Source data:

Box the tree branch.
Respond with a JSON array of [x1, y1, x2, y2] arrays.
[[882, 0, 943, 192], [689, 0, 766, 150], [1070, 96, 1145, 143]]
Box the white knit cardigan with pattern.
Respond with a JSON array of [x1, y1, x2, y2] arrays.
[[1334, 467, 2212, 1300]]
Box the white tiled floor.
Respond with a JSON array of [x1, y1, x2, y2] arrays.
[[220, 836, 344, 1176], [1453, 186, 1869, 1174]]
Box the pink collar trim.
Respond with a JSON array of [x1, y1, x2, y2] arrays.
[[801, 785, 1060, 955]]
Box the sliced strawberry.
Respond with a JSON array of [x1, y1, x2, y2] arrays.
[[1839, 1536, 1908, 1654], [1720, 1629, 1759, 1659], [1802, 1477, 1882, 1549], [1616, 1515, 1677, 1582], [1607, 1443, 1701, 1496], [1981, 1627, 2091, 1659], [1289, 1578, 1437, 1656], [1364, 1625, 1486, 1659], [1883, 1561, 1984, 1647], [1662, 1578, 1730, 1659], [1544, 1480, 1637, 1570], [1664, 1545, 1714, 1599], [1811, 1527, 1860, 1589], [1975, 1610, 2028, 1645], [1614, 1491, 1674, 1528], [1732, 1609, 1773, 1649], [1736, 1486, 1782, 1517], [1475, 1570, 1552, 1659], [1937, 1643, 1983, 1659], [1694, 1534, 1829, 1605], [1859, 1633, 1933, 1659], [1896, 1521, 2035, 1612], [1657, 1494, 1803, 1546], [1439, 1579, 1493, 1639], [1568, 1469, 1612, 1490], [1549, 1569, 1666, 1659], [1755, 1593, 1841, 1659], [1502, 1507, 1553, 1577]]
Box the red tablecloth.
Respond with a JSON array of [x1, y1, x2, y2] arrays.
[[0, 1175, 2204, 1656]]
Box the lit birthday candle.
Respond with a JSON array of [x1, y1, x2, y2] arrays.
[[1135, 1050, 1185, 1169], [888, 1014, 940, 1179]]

DIRECTIONS ::
Line count for the string "white": tally the lines of the records above that contain it and give only the result.

EXERCISE ANSWER ::
2